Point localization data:
------------

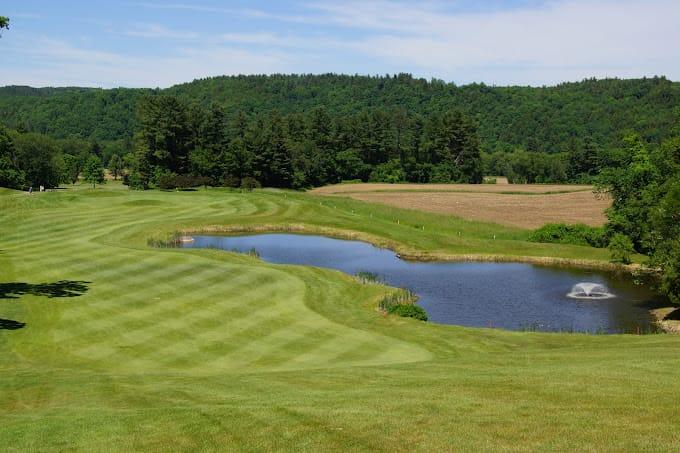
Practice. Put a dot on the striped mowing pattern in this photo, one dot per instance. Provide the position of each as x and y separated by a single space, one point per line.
168 309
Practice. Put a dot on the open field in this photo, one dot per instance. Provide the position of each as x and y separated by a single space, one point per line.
125 347
519 205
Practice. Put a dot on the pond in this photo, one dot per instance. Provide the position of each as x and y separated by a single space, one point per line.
511 296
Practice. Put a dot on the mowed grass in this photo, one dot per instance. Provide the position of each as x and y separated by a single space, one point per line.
169 349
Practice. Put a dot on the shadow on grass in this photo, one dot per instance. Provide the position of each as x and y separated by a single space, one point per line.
63 288
673 316
8 324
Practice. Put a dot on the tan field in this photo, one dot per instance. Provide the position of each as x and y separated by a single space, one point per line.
520 205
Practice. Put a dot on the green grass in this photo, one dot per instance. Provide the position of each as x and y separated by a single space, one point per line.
172 349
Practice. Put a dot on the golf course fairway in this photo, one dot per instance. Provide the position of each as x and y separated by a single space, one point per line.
110 344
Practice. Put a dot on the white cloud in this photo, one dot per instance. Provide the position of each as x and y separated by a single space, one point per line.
57 63
157 31
556 42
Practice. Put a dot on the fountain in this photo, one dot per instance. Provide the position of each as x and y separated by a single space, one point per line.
588 290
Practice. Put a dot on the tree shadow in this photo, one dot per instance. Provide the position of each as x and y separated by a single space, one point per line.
62 288
673 316
8 324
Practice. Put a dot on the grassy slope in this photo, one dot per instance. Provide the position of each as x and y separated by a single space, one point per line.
191 349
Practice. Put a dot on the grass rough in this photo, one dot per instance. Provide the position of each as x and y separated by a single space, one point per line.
177 349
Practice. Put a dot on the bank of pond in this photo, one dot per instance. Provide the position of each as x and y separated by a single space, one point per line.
513 296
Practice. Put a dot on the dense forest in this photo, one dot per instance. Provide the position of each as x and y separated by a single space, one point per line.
304 131
551 119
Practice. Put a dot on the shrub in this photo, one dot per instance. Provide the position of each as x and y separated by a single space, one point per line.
249 183
621 248
577 234
173 181
368 277
171 241
403 303
409 311
232 181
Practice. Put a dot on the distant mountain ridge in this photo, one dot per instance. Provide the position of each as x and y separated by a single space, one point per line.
536 118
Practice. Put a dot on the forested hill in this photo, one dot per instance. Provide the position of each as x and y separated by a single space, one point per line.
537 119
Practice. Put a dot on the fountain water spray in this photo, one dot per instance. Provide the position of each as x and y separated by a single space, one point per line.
588 290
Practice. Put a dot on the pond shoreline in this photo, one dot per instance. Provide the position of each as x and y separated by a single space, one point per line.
531 299
409 254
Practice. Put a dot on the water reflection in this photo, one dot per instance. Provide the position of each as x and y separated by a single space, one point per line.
511 296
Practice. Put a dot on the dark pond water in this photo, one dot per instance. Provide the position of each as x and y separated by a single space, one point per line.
504 295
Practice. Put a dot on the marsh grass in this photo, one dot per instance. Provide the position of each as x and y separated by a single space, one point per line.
194 350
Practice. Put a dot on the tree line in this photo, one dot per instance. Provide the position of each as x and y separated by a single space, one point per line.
176 138
535 119
645 212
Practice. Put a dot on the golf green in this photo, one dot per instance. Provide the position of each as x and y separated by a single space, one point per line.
109 344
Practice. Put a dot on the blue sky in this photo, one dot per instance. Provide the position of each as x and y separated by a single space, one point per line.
157 44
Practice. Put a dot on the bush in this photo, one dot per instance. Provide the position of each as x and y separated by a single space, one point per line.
409 311
621 249
231 181
403 303
172 181
368 277
577 234
249 183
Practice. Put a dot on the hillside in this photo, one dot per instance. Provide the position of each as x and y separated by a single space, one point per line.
538 119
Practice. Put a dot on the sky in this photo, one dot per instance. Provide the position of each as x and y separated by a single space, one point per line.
161 43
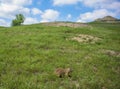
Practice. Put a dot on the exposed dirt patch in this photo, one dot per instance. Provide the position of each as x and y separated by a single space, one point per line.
68 24
82 38
111 53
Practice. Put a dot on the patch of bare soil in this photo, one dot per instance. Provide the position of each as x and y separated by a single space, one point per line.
58 24
82 38
111 53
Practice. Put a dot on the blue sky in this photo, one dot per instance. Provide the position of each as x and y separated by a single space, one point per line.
36 11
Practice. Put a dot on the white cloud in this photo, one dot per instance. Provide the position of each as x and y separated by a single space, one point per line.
36 11
8 10
103 4
69 16
30 20
64 2
17 2
49 15
90 16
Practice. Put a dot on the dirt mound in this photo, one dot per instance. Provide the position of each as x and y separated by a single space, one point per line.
68 24
82 38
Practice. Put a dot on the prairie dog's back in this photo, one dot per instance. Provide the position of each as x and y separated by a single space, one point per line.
60 72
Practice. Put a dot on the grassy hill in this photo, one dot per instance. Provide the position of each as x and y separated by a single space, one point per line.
30 54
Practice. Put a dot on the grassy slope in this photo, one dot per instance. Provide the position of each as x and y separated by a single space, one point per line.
29 55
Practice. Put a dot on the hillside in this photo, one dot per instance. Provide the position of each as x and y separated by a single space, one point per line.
30 54
67 24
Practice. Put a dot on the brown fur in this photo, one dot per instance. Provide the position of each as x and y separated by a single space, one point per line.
60 72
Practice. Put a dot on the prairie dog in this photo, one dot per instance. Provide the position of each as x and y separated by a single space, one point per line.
61 72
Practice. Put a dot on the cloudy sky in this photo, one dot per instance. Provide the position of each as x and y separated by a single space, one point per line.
36 11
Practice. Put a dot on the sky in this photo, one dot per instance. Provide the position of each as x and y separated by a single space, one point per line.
37 11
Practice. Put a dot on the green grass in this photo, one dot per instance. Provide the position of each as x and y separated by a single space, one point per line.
30 54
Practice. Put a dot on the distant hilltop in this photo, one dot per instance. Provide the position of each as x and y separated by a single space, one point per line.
108 19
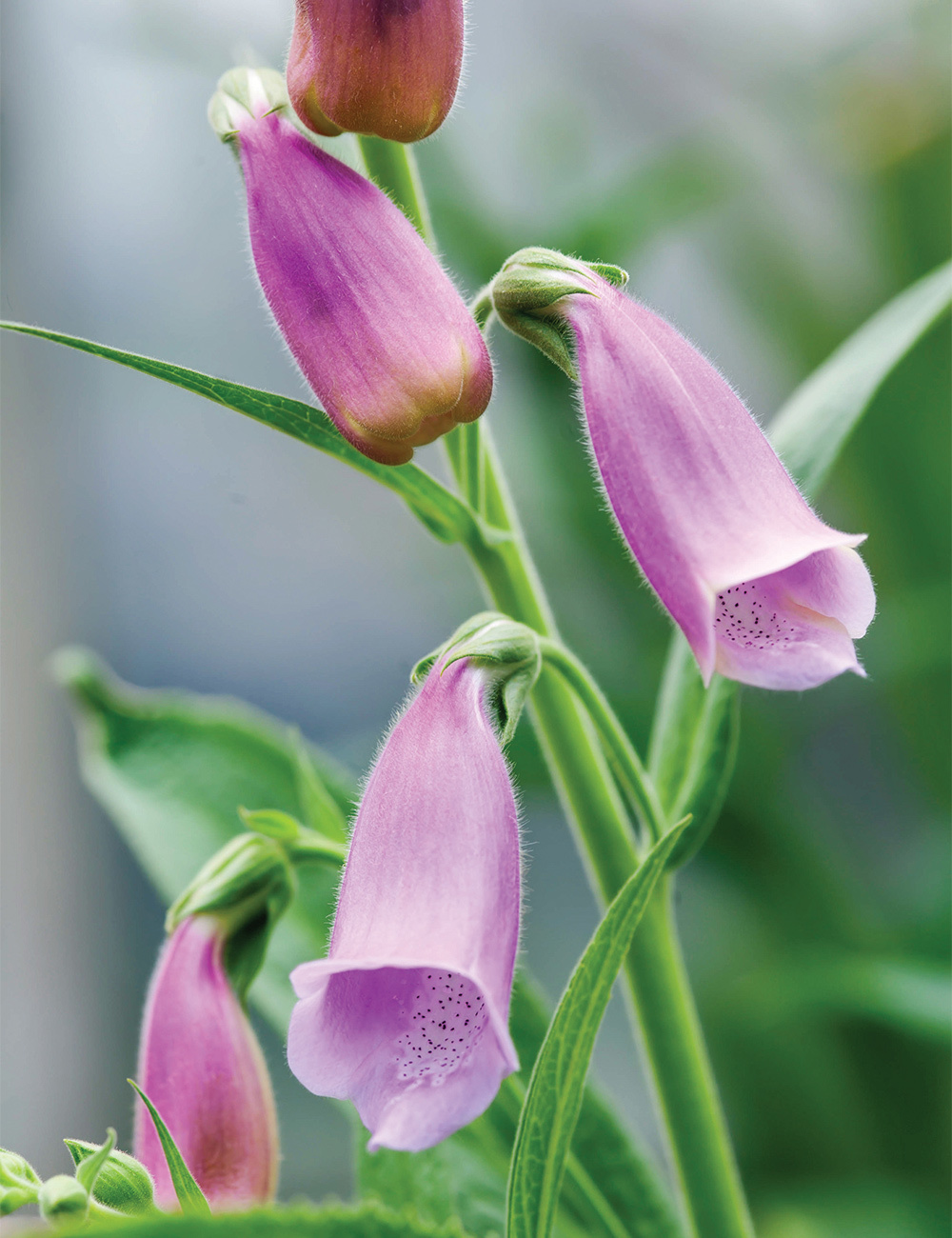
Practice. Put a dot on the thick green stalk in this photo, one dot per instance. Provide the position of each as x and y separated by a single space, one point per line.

------------

Nothing in the entries above should change when they are printed again, except that the pictures are dropped.

Practice. Put a dot on the striped mowing pattern in this photo, one dot per instance. Provide the position of each as x and y separated by a single space, one point per line.
168 309
Practice. Put a dot on the open field in this photo, one dot per instance. Provide the position of each as x and y separated by a single space, one point per line.
125 347
519 205
Practice. Put a dot on the pond in this photo, one dot per instance. Provide the position of each as x and y separated by a single space, one point per line.
511 296
Practice. Put a dot on the mowed grass in this photo, one dot per instance. Provide the position of each as x and y separated by a single space, one point per line.
169 349
Practice. Put a dot on the shadow on grass in this photo, one dot per instance. Provide the position of each as x and y separated by a single space, one point per line.
63 288
673 316
8 324
Practice. Put a dot on the tan field in this photo, one dot per instance. Provide the position of each as x and y separated by a single space, one point per line.
520 205
Practice. Put a dot on the green grass in this photo, one dot per instance. Provide the position of each as x and y separated by a single space, one point per line.
172 349
Practice. Put a dot on the golf course fairway in this photo, one dot per instance. Provide the position of each as x and y separated by a single space, one point per line.
110 344
Practice. Put a dot on the white cloud in this photo, one dot per instance. Provide the position of each as x and y separated by a single space, one point per line.
57 63
157 31
556 42
Practice. Put a dot on the fountain in this photo, one dot per instance. Provide the position of each as x and y separated by a single space, one point per line.
588 290
Practice. Put a dot on the tree shadow in this photo, one dot per instance. Provide the position of each as x and y separated by a single space, one point per line.
62 288
673 316
8 324
Practice. Put a dot on the grassy slope in this photo, one dot per instance. Provide the position of each as x and y separated by a single space, one point per line.
191 349
Practice. Put a dot on the grass rough in this photo, one dot per instance. Provide the position of each as x and y separated by a single space, one point per line.
177 349
Practice. Put a dot on the bank of pond in this photo, one dot per instance. Provide the position of each as x and y separated by a single space, one point per line.
513 296
Practice. Put a dot on the dense forest in this photo, one dot per instance. Provide the position of each as x and y separated by a single space, one point per line.
304 131
551 119
Practice. Put a dot on the shrub in this photo, one dot per instance. Provide the position of each as x and y separated by a single space, one point per line.
249 183
621 248
577 234
173 181
368 277
171 241
403 303
409 311
232 181
Practice. Put a dot on the distant mountain ridge in this photo, one dot per instance. Provide the position of each as x and y separated by a single space, one point per line.
536 118
Practice. Put a dot on the forested hill in this photo, one dot per instance. Provide the position of each as x and y separated by a single space, one point per line.
537 119
Practice. Put a dot on the fountain water spray in this photo, one dot per instance. Provide the position of each as x and y separated by a single space, one point per line.
588 290
Practice. Put a dot on the pond shoreline in this photo, one dot per instance. Provide the position of each as x and y separated by a single space, one point per line.
531 299
409 254
Practice. Put a dot on the water reflection in this photo, one dot per instance. Provide the position of each as x and y separated by a single space, one point per line.
511 296
Practice. Put a dot on the dark pond water in this photo, one dot per instance. Provide the position of each as x and y separated by a single space, one point per line.
504 295
Practice. Put a dot on the marsh grass in this photo, one dot per instance. Provide the position of each as x and y separated by a single space, one point per line.
194 350
Practice. Put a dot on the tree line in this photo, one dot per instance. Provide the position of each as x and y separated by a single space, one point per line.
176 138
535 119
645 212
Practice. Put a dot on the golf green in this photo, one dot per instance. Provide the position of each as x and y separated by a single space, one point per line.
109 344
Practice. Put a dot on the blue sky in this photo, one dot per instance. Provide the position of each as x and y separated by a single space, one point per line.
157 44
Practice. Put a dot on the bush in this photo, one dot per instance. Provide the position of each as x and y separated by a single space, one point per line.
409 311
621 249
231 181
403 303
172 181
368 277
577 234
249 183
Practice. Put a dot on the hillside in this photo, one dot per instance. Provide the position of each as x and y separated by a single space, one point per line.
538 119
Practice. Put a dot on the sky in this photo, one dot per instance. Provide the position of each as x and y separated by a single space, one point per line.
161 43
Practice. Put a dot on the exposed dirt patch in this photo, one dot per instance. Provide the position of each as x and y separated by a single space, one point per line.
68 24
82 38
111 53
Practice. Put a dot on the patch of bare soil in this photo, one dot per instance. Provide the position of each as x and y separated by a single space, one point per line.
58 24
82 38
111 53
Practice. Put a dot on the blue sky in this photo, one dot per instance. Provide the position of each as x and y separated by a single space, one point per line.
36 11
Practice. Put a dot on the white cloud in this photo, one dot per instance. Provide the position of each as x and y separated by a single space, one point per line.
36 11
8 10
103 4
69 16
30 20
64 2
17 2
49 15
90 16
Practice. Put a dot on the dirt mound in this photo, one dot per instance. Provide the position of each as x and y separated by a single space, one point per line.
68 24
82 38
Practice. Put a dot on the prairie dog's back in this photo, one dot per instance. Provide the position of each as x and y separated by a single space, one point per line.
60 72
Practice. Put a dot on the grassy hill in this photo, one dot per instance. Provide the position of each as x and y separated by a single space, one point per line.
30 54
Practice. Put a dot on the grassy slope in this photo, one dot per instance. Provide the position of each as x and y separated by a single space, one point per line.
29 55
Practice. Put a dot on the hillside in this photo, one dot per instance. Provide the position of each as x and y separated by a single space, one point per line.
30 54
67 24
Practice. Put a dot on the brown fur in this photo, one dot per instance. Provide the position of each as x and y separated by a single space, one point per line.
60 72
Practice. Put a dot on the prairie dog in this photo, one dot per instance. Provide the position of each as x and y separated by a single space, one point per line.
61 72
Practice. Put a dot on the cloudy sky in this photo, one dot per instance. Provide the position of each as x and y separated by a single space, one point per line.
36 11
Practice. Put a dot on the sky in this photo, one dot per instance. Provide the position of each as x and y separated by a single space, one point per line.
37 11
Practice. Put a dot on the green grass in this photo, one dot per instance. Provide the position of each as x and y separated by a single space, one point per line.
30 54
Practice. Put a dot on the distant hilltop in this photo, one dot per instance. Provide the position of each as x and y separated by a single space, one point per line.
108 19
Practice. Put a dot on the thick green stalk in this photo, one dot per instance. Provide the position of each as x and y separated by a single space, one point per line.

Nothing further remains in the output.